• Brief:
Please count the lines of the data below that contain the string "shown", treating uppercase and lowercase as different, and give only the number.

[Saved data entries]
--------------------------------------------------

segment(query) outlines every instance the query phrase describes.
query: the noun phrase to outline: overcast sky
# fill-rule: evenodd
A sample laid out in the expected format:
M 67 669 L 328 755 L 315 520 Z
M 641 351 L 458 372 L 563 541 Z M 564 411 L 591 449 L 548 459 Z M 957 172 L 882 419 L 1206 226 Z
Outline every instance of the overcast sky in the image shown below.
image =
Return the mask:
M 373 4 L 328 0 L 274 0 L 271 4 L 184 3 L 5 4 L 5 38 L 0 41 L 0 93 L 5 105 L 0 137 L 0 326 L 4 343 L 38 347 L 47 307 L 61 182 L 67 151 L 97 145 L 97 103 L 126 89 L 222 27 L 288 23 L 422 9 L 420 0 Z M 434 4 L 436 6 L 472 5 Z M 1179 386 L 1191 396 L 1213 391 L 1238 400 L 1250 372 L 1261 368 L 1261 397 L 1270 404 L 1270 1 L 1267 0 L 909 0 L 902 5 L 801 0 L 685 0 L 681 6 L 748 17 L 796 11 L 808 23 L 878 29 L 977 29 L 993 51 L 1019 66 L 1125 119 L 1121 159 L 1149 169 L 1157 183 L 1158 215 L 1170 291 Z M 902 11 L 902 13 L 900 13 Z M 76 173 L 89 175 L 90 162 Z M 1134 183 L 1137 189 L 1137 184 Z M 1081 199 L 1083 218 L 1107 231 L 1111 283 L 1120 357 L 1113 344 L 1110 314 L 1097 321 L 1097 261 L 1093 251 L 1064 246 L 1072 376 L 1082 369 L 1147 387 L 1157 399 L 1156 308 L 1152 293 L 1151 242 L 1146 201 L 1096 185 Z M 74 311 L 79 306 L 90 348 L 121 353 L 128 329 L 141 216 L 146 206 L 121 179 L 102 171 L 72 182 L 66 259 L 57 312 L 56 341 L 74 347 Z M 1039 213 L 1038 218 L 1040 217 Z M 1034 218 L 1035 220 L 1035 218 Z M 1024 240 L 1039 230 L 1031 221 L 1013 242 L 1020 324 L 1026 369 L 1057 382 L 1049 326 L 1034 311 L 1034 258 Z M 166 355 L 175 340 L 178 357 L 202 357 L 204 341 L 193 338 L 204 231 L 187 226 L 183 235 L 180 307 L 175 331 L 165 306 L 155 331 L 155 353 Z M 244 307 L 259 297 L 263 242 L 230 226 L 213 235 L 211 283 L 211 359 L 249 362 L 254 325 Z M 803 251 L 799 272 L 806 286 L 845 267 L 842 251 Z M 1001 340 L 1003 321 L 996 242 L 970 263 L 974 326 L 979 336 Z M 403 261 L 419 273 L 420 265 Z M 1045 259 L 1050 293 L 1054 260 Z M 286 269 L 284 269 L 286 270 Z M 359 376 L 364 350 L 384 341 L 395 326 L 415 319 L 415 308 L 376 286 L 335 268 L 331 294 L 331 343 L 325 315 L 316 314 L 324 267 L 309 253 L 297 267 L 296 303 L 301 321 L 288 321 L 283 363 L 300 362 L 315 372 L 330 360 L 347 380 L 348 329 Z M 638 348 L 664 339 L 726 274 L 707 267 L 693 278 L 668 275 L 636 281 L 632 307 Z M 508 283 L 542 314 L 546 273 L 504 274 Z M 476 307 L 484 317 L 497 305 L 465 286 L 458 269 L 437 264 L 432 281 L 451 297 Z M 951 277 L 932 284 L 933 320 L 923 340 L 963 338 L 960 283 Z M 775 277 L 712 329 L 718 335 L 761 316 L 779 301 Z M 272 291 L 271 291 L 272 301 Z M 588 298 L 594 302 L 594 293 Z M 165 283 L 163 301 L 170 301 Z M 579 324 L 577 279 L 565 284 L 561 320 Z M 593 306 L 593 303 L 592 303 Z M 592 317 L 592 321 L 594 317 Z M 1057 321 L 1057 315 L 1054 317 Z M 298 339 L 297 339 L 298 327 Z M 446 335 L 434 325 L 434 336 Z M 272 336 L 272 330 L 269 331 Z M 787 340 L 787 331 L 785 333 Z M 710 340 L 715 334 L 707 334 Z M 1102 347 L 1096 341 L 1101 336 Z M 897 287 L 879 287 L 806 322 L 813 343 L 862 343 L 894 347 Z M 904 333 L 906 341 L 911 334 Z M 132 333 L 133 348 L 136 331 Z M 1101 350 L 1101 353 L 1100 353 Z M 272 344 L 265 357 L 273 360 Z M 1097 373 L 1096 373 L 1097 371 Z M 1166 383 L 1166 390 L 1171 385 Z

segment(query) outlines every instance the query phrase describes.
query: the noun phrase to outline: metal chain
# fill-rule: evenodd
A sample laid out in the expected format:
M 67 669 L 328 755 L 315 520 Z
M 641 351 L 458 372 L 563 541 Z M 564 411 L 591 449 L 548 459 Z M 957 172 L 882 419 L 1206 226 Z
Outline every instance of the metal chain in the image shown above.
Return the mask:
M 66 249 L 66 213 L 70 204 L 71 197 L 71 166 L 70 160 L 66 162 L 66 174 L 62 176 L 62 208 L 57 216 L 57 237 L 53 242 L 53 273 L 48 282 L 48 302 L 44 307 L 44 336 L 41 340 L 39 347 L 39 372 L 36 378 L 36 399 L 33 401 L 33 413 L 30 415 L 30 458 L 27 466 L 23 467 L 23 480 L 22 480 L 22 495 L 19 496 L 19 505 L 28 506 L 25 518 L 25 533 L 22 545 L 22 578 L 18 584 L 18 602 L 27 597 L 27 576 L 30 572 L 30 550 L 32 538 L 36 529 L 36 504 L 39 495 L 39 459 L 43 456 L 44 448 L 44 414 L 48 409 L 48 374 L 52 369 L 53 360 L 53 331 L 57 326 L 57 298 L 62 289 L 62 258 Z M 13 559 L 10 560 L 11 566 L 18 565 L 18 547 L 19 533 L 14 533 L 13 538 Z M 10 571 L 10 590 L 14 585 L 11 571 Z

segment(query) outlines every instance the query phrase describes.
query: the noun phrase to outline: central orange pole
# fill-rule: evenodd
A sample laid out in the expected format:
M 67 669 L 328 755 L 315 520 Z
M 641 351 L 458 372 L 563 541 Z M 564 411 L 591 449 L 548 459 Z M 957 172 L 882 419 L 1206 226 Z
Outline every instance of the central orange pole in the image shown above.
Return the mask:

--------------------------------------------------

• Correct result:
3